• Source excerpt
Role Description: Conference Committee

Makes Decisions

  1. Annual Conference educational content and speakers
  2. Annual Conference theme and objectives 

Makes Recommendations

  1. Dates and locations for Annual Conference (Board of Directors)
  2. Conference related policies (Board of Directors)

Provides Input

  1. Conference schedule and events
  2. Conference abstract management process
  3. Conference design and promotion plan
  4. Conference exhibitor product promotion/sponsorship plans
  5. Conference registration pricing
  6. Conference evaluations
  7. Awards nominations

Monitors

  1. Association trends
  2. Conference and exhibit trends
  3. Maternal/child health and perinatal education industry trends

Role Description: Membership Committee

Makes Decisions

  1. Membership outreach efforts
  2. Membership survey content

Makes Recommendations

  1. Membership benefits/programs and related budget (Board of Directors)
  2. Membership policies (Board of Directors)

Provides Input

  1. Development of new products and services
  2. Dues and membership categories/requirements
  3. Membership recruitment and retention programs
  4. Web site developments and features
  5. Member/non-member pricing of products and services

Monitors

  1. Membership satisfaction
  2. Membership reports and trends
  3. Needs of membership
  4. Maternal/child health and perinatal education industry trends

Role Description: ANCC Approved Provider Unit

Makes Decisions

  1. Approved provider application process to maintain status as a provider of nursing contact hours through American Nurses Credentialing Center (ANCC) and the California Bureau of Registered Nursing (CBRN) and other providerships, such as with the International Board of Lactation Consultant Examiners (IBCLE) for Continuing Education Recognition Points (CERPs)
  2. Contact hours awarded to Lamaze professional education and continuing education programs for Lamaze, nursing and IBLCE contact hours (i.e. conference, workshops, Webinars, home studies, etc.)
  3. Contact hour application review for continuing education credit from organizations seeking contact hour approval from Lamaze International (i.e. Lamaze-Accredited Childbirth Educator Programs and other organizations)

• Provided information
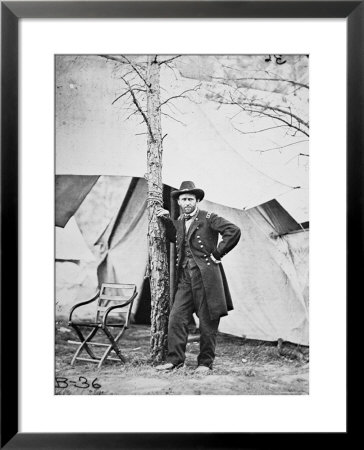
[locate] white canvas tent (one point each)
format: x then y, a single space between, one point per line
267 272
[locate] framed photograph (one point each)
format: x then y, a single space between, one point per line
93 94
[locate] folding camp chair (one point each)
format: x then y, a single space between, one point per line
113 309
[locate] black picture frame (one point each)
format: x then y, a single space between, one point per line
11 12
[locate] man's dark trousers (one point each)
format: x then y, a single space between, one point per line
190 297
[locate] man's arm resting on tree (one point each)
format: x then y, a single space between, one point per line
170 228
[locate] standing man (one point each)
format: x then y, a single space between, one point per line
201 285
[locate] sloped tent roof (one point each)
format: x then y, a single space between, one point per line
70 244
268 276
94 137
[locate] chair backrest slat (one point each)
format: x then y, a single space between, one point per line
112 295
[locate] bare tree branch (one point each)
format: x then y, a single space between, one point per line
169 60
276 148
179 121
259 131
124 59
294 83
140 109
180 95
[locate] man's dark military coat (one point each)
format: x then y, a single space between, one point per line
202 238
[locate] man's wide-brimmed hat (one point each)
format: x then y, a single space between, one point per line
186 187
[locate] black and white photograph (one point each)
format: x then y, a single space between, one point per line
181 238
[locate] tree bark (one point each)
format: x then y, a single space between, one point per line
158 260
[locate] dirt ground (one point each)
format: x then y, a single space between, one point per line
241 367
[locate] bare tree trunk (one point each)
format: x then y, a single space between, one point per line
158 262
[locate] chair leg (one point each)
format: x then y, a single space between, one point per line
84 343
113 345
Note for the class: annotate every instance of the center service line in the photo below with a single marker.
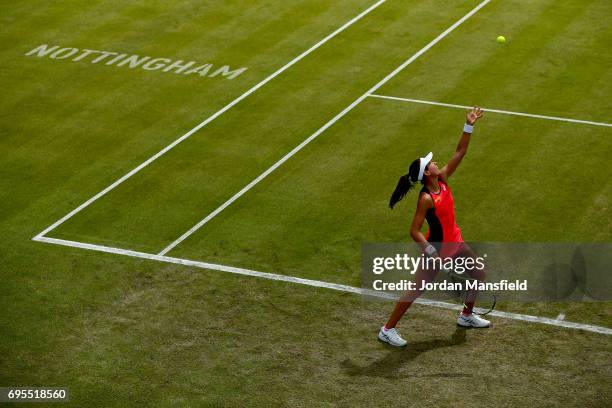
(208, 120)
(319, 284)
(321, 130)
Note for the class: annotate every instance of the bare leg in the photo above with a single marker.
(479, 275)
(409, 296)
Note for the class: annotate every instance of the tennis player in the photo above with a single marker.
(435, 204)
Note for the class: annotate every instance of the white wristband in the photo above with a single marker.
(430, 250)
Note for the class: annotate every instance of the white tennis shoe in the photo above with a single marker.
(391, 336)
(472, 320)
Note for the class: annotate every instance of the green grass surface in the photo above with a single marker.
(124, 332)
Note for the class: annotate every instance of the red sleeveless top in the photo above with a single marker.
(441, 218)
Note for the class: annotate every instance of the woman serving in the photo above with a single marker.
(435, 205)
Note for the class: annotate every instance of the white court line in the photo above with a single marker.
(208, 120)
(321, 130)
(316, 283)
(529, 115)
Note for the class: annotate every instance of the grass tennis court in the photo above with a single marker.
(123, 331)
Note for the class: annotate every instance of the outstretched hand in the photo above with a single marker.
(473, 115)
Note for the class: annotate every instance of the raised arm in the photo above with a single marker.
(470, 120)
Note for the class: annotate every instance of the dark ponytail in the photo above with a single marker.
(405, 183)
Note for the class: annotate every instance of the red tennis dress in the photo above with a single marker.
(441, 220)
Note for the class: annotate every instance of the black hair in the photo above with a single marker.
(405, 183)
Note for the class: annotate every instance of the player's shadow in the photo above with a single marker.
(396, 358)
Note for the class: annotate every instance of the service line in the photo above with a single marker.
(208, 120)
(529, 115)
(316, 283)
(321, 130)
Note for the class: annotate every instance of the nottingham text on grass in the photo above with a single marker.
(134, 61)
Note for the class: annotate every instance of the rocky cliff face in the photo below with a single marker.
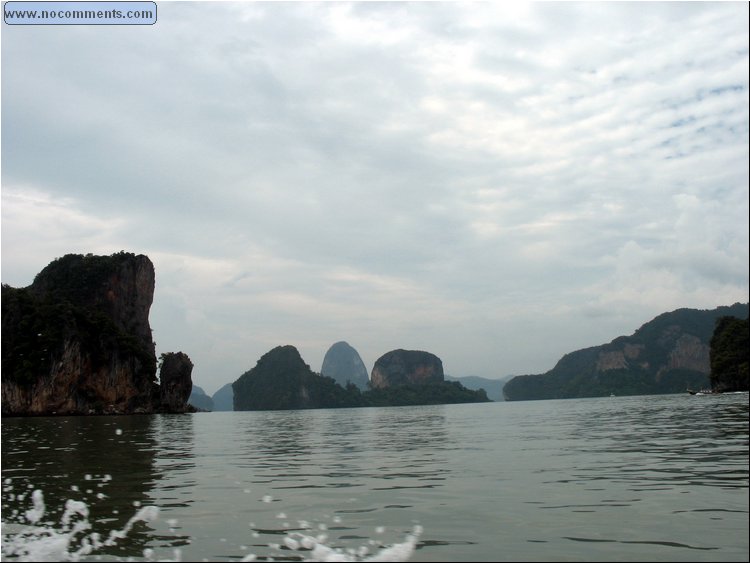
(344, 365)
(78, 340)
(402, 367)
(282, 380)
(666, 355)
(175, 381)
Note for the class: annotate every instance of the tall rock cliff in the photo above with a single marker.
(175, 381)
(282, 380)
(78, 339)
(666, 355)
(344, 365)
(404, 367)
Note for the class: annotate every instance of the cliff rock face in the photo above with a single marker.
(224, 398)
(666, 355)
(402, 367)
(344, 365)
(200, 400)
(175, 381)
(78, 340)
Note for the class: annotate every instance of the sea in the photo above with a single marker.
(646, 478)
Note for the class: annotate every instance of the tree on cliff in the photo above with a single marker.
(282, 380)
(730, 354)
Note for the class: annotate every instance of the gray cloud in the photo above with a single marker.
(498, 184)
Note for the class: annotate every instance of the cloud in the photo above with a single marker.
(480, 180)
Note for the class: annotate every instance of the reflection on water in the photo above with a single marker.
(106, 462)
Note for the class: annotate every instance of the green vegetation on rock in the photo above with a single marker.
(281, 380)
(730, 354)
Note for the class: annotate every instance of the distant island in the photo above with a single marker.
(670, 354)
(282, 380)
(78, 341)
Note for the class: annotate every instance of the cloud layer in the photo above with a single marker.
(497, 185)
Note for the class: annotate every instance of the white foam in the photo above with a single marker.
(74, 540)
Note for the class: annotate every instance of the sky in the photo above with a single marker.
(496, 183)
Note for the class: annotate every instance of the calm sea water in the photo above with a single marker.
(653, 478)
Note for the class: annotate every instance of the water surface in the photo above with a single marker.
(652, 478)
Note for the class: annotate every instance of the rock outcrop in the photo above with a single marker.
(406, 367)
(344, 364)
(175, 381)
(224, 398)
(281, 380)
(78, 339)
(200, 400)
(666, 355)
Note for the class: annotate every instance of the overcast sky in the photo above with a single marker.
(496, 183)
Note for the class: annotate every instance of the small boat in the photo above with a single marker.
(703, 392)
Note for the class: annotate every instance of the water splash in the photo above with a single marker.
(30, 538)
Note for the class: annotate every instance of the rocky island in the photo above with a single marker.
(669, 354)
(282, 380)
(78, 341)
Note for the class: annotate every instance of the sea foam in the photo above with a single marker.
(26, 536)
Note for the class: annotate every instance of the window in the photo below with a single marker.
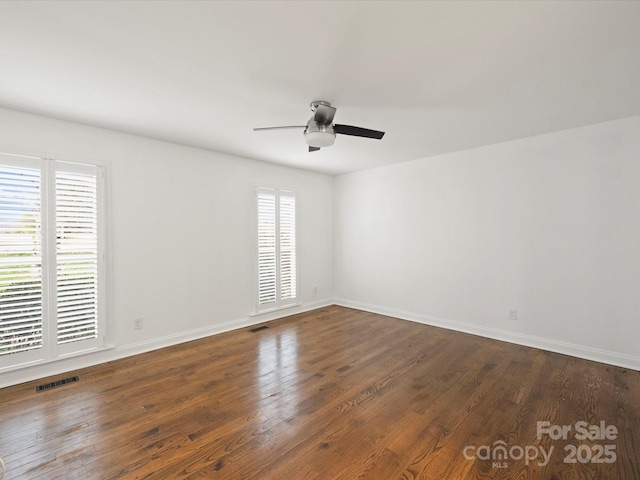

• Work instructions
1/ According to the role descriptions, which body receives the Conference Committee's recommendations?
2/ Reproduce the role descriptions from "Role Description: ANCC" up to and including "home studies, etc.)".

• Solutions to the exercise
1/ The Board of Directors

2/
Role Description: ANCC Approved Provider Unit

Makes Decisions

  1. Approved provider application process to maintain status as a provider of nursing contact hours through American Nurses Credentialing Center (ANCC) and the California Bureau of Registered Nursing (CBRN) and other providerships, such as with the International Board of Lactation Consultant Examiners (IBCLE) for Continuing Education Recognition Points (CERPs)
  2. Contact hours awarded to Lamaze professional education and continuing education programs for Lamaze, nursing and IBLCE contact hours (i.e. conference, workshops, Webinars, home studies, etc.)